### Task instructions
- A) Summarize the page text in two sentences.
- B) Rewrite the page text from "If you use Excel, you" up to and including "in your business.", changing "Excel" to "Google Sheets".
- C) According to the page text, why is it worth giving up some bottom-line money by discounting additional items? Answer in two sentences.

### Page text
━━━━━━━━

If you use Excel, you can search the free templates with “cash flow” to get the one in the image above. Or, you can go to the Web and search for “free cash flow projection spreadsheet.” You’ll find one or more. The sheet will have both the in and out cash flows, but the out side is the topic of another article. These are the common cash-in items you may have in your business.
Cash Sales
Though this may seem simple, as you just try to sell as much as you can during the period, you do have tools at your disposal to increase cash sale amounts without necessarily increasing the number of cash sales.
Bundling
You’ll see this a lot online. You’re about to order an item and you get a popup or sidebar offer of related items to increase the size of your order. You may be offered a discount for multiples, or the discount is based on dollar volume, or you get a BOGO, (Buy One Get One) free offer.
You also see this a lot on TV offers, with the pitch finished, you’re offered a second one free, only being charged a fee for shipping and handling.
While you are discounting the sale of additional items using these strategies, you are increasing the dollar amount of the transaction. Your overhead hasn’t changed, though shipping may increase a little. You’re still spending the same amount for overhead, employee time, processing, packaging, etc.
When you think about it, if you have no idea if this customer will ever return to order additional items, why not give up a little bottom line money to increase cash into the business right away?
If you are a business with a lot of repeat customer buying, you may not want to use this strategy unless they’re buying the same things over and over again. You aren’t discouraging them from ordering these items again, instead you’re encouraging them to expand the items and dollar amounts of each order.

━━━━━━━━

### Recorded data
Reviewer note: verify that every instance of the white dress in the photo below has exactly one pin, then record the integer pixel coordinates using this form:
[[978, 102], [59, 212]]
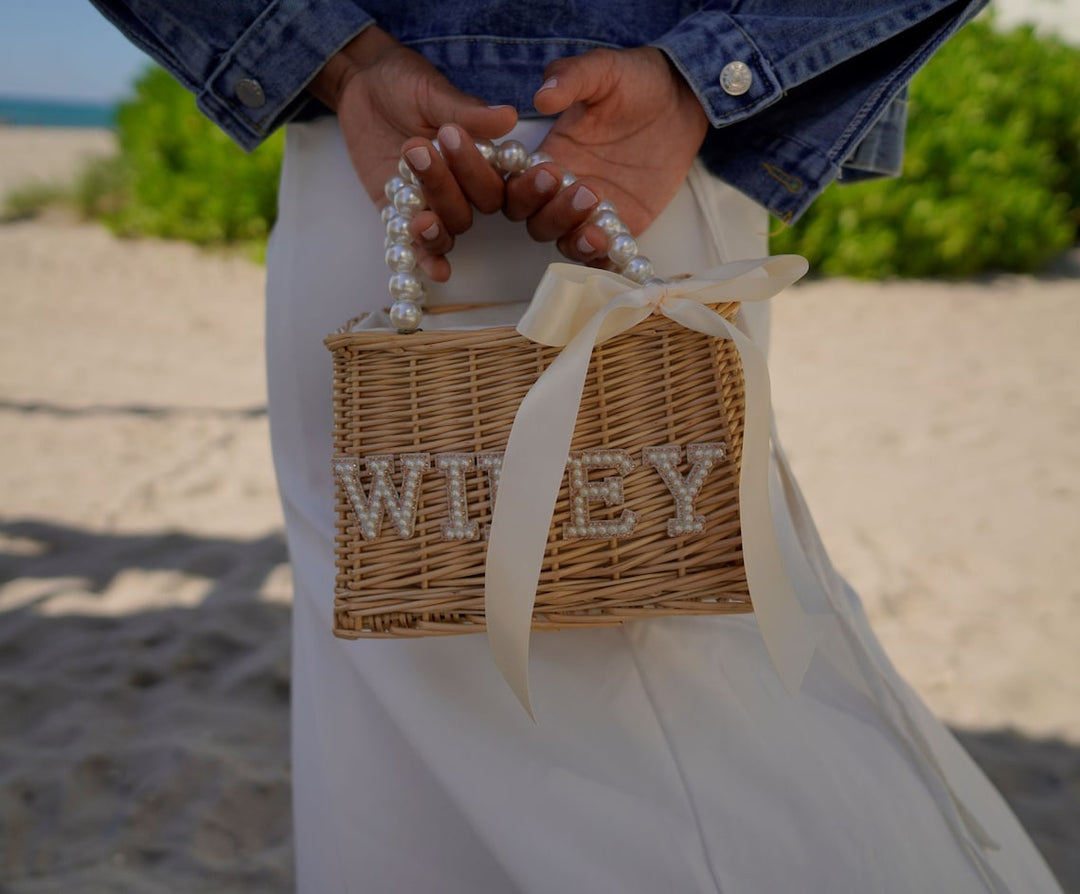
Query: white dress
[[669, 757]]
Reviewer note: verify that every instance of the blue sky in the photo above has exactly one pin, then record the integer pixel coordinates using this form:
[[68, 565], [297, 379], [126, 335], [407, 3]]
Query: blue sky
[[63, 50]]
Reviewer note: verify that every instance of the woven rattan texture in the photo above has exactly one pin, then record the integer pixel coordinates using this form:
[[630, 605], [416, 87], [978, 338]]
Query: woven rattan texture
[[458, 392]]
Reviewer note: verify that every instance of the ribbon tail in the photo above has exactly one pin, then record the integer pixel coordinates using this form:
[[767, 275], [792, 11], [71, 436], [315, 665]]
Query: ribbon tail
[[792, 634], [528, 490]]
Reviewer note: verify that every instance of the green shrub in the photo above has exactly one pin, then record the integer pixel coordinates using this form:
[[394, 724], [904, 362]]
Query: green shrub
[[179, 176], [991, 172]]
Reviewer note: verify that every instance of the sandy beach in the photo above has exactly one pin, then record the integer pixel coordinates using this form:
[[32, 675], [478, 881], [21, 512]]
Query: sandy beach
[[144, 583]]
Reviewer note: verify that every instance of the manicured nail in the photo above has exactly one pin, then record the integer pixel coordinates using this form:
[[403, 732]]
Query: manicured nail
[[584, 198], [449, 137], [419, 158], [543, 181]]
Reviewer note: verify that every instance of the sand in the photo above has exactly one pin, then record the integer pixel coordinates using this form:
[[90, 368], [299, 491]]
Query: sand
[[145, 592]]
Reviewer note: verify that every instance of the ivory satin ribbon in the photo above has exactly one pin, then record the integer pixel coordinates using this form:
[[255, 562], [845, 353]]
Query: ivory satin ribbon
[[798, 610], [577, 308]]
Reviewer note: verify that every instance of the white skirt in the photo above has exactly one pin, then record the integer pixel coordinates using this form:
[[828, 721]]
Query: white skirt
[[669, 756]]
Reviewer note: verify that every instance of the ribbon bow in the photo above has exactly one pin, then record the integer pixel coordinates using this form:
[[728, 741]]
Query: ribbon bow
[[579, 308]]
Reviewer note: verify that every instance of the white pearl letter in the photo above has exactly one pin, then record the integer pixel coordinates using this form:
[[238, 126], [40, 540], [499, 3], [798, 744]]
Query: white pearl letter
[[493, 464], [685, 490], [582, 492], [383, 498], [458, 526]]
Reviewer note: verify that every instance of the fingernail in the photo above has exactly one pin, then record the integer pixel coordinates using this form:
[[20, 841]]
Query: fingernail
[[449, 137], [584, 198], [543, 181], [419, 158]]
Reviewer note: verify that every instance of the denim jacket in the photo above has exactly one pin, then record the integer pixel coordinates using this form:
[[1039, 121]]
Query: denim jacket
[[798, 92]]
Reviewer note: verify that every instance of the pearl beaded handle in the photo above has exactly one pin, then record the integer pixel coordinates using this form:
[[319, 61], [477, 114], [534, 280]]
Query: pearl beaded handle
[[509, 157]]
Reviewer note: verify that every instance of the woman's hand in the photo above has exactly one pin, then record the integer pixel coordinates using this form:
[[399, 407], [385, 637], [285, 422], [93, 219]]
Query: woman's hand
[[387, 95], [629, 127]]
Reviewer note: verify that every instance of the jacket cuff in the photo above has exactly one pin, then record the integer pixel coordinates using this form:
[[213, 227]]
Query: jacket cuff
[[721, 64], [259, 83]]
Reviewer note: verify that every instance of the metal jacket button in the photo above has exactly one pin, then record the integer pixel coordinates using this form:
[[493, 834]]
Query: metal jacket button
[[250, 92], [736, 78]]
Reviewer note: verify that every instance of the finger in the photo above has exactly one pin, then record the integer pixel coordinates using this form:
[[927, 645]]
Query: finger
[[576, 79], [563, 214], [435, 265], [476, 179], [586, 244], [449, 105], [528, 192], [485, 122], [440, 185], [429, 233]]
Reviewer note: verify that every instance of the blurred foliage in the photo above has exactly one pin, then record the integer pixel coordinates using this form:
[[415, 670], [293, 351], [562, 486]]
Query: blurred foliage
[[178, 176], [991, 170]]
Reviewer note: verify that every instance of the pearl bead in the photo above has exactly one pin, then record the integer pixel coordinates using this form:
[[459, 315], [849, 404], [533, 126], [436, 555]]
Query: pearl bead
[[622, 248], [538, 158], [609, 224], [638, 269], [406, 173], [401, 258], [405, 316], [397, 230], [486, 148], [603, 207], [405, 287], [510, 157], [392, 186], [408, 200]]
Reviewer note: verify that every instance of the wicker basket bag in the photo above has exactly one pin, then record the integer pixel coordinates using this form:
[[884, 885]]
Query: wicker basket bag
[[647, 517]]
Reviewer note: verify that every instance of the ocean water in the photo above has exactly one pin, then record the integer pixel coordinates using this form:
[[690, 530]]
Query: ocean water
[[55, 113]]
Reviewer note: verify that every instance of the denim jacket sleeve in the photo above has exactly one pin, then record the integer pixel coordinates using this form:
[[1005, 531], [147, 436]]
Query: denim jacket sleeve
[[798, 92], [804, 92], [247, 62]]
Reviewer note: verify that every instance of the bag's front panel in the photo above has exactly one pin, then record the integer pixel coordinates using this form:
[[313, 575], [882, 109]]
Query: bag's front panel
[[647, 518]]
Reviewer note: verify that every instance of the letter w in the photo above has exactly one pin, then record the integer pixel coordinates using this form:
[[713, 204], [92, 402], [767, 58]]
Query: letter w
[[382, 497]]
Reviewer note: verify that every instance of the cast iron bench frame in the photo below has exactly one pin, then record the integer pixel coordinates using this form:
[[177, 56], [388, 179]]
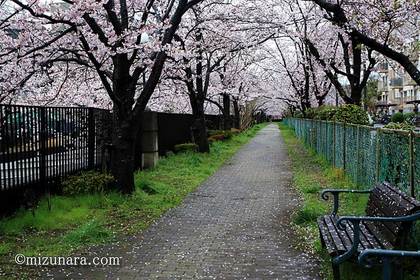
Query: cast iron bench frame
[[367, 241]]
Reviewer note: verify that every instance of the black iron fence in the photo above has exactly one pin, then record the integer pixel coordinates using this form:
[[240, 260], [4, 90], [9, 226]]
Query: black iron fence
[[38, 144]]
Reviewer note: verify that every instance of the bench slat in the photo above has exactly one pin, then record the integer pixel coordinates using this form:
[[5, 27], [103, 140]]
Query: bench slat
[[384, 201]]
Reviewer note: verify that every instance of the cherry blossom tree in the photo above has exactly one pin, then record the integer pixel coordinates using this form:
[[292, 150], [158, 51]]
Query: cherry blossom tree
[[123, 45], [381, 25]]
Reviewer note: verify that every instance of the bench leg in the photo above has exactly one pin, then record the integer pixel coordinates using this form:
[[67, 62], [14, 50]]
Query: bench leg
[[336, 271]]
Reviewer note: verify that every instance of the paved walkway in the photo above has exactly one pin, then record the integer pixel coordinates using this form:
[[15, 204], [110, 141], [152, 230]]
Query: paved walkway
[[235, 226]]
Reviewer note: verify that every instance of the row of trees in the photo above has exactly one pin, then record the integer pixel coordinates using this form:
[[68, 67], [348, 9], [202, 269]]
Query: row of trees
[[128, 54], [189, 55], [335, 46]]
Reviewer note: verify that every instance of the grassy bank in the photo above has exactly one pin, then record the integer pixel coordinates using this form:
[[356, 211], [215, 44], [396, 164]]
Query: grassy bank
[[76, 222], [311, 174]]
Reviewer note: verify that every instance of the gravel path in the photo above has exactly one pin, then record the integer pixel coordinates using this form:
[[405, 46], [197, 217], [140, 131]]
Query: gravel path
[[235, 226]]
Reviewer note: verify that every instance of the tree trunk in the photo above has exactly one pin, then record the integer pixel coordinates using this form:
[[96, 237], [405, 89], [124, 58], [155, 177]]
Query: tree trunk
[[123, 155], [237, 117], [199, 128], [227, 121]]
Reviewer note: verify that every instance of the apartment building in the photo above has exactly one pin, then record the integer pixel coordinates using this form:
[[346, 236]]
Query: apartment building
[[397, 90]]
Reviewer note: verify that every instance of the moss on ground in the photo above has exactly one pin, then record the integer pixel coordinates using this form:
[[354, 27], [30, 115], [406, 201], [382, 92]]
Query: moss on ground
[[76, 222]]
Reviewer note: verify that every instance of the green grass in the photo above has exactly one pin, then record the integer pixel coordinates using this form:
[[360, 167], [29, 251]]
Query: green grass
[[311, 174], [76, 222]]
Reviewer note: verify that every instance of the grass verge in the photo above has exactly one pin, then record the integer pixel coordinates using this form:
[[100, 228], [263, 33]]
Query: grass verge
[[78, 221], [311, 174]]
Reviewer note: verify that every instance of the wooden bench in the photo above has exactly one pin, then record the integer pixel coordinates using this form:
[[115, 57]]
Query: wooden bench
[[381, 236]]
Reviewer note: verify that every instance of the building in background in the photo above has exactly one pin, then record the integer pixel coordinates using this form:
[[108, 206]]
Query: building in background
[[397, 90]]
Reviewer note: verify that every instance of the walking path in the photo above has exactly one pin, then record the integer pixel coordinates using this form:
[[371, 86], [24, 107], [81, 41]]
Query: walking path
[[235, 226]]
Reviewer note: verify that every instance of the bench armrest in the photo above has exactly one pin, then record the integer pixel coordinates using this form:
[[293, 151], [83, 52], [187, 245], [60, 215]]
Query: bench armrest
[[381, 253], [355, 219], [325, 195], [387, 257]]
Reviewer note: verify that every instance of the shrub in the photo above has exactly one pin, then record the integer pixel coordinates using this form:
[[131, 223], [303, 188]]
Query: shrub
[[235, 131], [410, 118], [217, 137], [87, 182], [311, 113], [397, 118], [325, 113], [212, 132], [186, 147], [298, 114], [400, 126], [351, 114]]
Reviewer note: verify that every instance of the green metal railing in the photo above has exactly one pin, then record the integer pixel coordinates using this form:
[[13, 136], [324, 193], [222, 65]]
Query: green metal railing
[[368, 155]]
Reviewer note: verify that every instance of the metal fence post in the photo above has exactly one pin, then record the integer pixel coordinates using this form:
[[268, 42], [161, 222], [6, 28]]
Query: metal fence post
[[42, 146], [91, 138], [334, 157], [378, 153], [344, 146], [412, 163], [358, 155]]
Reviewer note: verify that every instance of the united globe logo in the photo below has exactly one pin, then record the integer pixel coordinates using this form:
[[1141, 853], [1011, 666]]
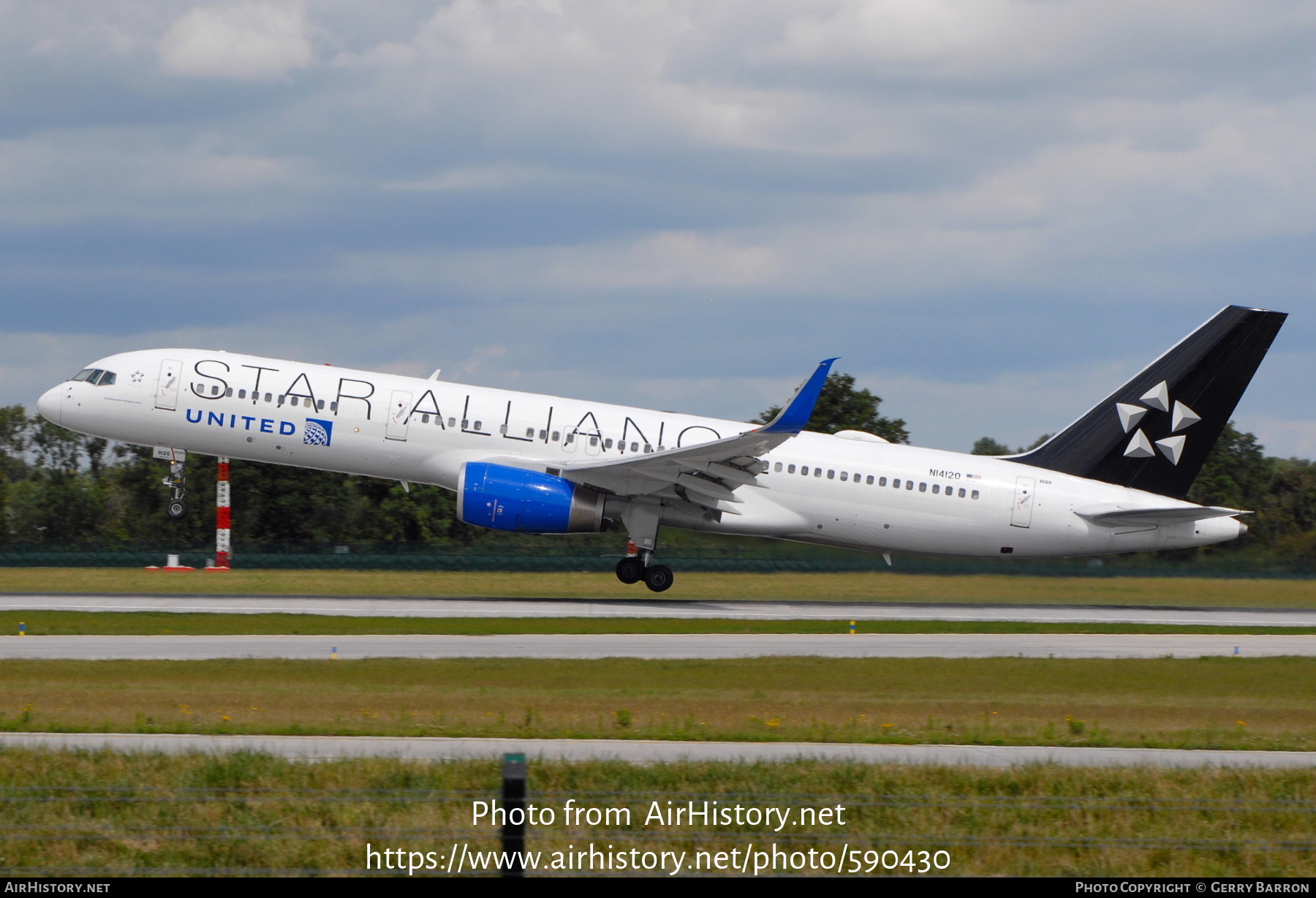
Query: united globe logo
[[319, 434]]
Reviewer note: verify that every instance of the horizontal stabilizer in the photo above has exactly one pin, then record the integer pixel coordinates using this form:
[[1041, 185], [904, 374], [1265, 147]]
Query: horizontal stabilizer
[[1111, 515]]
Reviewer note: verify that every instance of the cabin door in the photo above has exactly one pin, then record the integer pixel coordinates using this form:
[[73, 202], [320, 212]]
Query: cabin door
[[1021, 513]]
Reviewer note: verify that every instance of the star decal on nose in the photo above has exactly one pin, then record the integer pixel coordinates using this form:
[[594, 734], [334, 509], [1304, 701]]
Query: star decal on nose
[[1156, 399]]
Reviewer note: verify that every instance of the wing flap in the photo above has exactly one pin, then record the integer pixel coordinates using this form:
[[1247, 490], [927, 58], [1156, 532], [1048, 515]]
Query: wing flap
[[710, 473], [1108, 515]]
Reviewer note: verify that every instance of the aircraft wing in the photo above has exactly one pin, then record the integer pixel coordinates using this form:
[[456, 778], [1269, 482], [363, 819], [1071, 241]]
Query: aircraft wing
[[708, 473], [1110, 515]]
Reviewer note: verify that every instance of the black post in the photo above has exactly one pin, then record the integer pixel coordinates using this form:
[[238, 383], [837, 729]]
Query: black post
[[513, 802]]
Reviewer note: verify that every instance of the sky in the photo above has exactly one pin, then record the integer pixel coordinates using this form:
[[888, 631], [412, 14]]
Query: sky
[[993, 211]]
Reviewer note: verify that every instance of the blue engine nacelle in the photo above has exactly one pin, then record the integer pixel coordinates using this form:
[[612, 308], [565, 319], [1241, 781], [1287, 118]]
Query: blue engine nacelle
[[506, 498]]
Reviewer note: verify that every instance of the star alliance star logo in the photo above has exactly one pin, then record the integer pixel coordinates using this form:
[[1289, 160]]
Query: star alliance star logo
[[1157, 398]]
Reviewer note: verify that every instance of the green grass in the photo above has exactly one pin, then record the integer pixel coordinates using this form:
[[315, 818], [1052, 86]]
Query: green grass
[[881, 586], [151, 623], [79, 812], [1265, 703]]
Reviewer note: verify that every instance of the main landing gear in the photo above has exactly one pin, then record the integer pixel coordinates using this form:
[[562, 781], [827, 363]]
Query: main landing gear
[[641, 519], [177, 481], [632, 569]]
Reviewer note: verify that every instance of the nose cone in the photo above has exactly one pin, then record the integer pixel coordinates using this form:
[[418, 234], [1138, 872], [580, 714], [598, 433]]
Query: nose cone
[[50, 404]]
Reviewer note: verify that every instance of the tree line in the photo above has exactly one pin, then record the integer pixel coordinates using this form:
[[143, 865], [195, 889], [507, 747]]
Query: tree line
[[62, 488]]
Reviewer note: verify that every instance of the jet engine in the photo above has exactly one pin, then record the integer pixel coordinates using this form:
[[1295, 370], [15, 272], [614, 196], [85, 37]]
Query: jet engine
[[506, 498]]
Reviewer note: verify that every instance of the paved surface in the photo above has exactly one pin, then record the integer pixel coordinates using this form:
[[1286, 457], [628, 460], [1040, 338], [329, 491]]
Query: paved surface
[[656, 646], [442, 607], [645, 751]]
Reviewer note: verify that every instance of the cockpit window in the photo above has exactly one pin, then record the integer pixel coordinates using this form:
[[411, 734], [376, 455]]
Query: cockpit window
[[100, 377]]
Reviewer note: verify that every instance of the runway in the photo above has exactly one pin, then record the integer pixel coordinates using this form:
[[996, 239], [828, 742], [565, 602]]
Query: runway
[[322, 748], [657, 646], [820, 610]]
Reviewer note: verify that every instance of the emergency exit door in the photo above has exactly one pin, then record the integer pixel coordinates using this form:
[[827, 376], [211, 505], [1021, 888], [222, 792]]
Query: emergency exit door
[[399, 412]]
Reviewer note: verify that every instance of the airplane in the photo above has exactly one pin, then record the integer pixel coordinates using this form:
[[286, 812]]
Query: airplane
[[1112, 481]]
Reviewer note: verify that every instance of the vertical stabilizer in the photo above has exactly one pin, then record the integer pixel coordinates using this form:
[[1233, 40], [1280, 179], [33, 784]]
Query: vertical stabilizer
[[1156, 431]]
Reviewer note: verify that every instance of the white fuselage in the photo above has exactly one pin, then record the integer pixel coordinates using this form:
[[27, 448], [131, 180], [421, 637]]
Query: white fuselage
[[423, 431]]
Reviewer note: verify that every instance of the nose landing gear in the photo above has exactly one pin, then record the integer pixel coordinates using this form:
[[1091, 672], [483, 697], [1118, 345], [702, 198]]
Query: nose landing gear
[[177, 481]]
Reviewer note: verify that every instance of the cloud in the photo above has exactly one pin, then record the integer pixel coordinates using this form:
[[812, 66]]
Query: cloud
[[241, 41], [974, 202]]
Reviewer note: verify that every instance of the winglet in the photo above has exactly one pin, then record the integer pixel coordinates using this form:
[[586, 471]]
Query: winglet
[[801, 409]]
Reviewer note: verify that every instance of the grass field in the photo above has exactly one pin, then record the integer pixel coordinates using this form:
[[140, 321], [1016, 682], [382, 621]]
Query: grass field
[[1184, 703], [151, 623], [103, 812], [850, 586]]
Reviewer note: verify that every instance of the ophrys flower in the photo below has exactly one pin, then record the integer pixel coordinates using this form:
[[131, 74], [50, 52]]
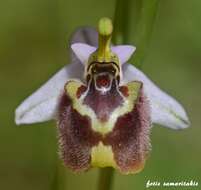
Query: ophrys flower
[[104, 107]]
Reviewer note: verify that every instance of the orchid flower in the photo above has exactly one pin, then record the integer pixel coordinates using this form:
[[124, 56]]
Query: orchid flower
[[104, 106]]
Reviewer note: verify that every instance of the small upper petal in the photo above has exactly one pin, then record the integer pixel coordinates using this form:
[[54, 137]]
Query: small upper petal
[[124, 52], [165, 110], [42, 104], [83, 51]]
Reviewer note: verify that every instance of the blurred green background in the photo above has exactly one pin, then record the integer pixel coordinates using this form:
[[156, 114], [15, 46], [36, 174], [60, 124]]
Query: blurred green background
[[33, 46]]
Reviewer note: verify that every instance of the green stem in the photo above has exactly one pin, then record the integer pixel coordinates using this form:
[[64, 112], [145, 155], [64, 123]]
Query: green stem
[[105, 178], [144, 17]]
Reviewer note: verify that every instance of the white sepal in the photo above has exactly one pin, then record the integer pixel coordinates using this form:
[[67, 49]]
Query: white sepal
[[165, 110], [42, 104]]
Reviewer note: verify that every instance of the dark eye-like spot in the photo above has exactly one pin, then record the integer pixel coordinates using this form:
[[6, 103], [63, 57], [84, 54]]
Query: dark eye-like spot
[[94, 70]]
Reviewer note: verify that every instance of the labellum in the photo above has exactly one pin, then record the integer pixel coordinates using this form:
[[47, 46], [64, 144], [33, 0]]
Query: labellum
[[102, 122]]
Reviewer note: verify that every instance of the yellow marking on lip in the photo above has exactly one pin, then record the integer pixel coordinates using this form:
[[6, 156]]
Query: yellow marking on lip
[[98, 126], [102, 156]]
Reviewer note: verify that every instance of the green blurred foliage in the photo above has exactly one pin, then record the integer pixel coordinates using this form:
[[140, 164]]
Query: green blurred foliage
[[33, 45]]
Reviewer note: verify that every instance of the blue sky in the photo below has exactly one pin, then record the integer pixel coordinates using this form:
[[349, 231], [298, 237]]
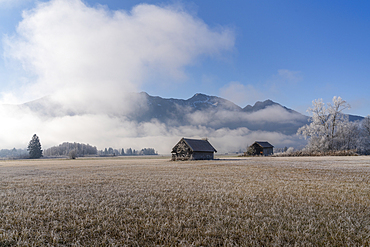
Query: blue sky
[[291, 52]]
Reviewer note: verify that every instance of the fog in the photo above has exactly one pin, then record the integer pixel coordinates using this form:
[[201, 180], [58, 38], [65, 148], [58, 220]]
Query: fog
[[90, 60]]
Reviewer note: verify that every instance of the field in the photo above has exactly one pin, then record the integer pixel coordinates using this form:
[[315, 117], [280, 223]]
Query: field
[[304, 201]]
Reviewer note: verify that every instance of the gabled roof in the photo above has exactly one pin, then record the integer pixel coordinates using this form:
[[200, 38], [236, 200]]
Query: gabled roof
[[197, 145], [200, 145], [264, 144]]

━━━━━━━━

### Expected results
- A) A cash flow projection template can be found among Excel's free templates or by searching the Web, and such a sheet tracks both cash coming in and cash going out. For cash sales, bundling strategies such as multi-item discounts, volume discounts, or BOGO offers raise the dollar amount of each transaction while overhead stays largely the same.

- B)
If you use Google Sheets, you can search the free templates with “cash flow” to get the one in the image above. Or, you can go to the Web and search for “free cash flow projection spreadsheet.” You’ll find one or more. The sheet will have both the in and out cash flows, but the out side is the topic of another article. These are the common cash-in items you may have in your business.

- C) Discounting additional items increases the dollar amount of the transaction, while overhead, employee time, processing, and packaging stay the same and shipping rises only a little. If there is no telling whether the customer will ever return, this brings more cash into the business right away.